Registros de rotulagem de regiões:

--------------------------------------------------

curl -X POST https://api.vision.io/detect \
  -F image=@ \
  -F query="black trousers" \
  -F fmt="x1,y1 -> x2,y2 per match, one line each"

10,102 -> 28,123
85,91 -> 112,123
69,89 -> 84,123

--------------------------------------------------

EXERCÍCIO CURTO: Duplique todas as linhas acima, sem mudar nenhum caractere.

RESPOSTA DA TAREFA:
curl -X POST https://api.vision.io/detect \
  -F image=@ \
  -F query="black trousers" \
  -F fmt="x1,y1 -> x2,y2 per match, one line each"

10,102 -> 28,123
85,91 -> 112,123
69,89 -> 84,123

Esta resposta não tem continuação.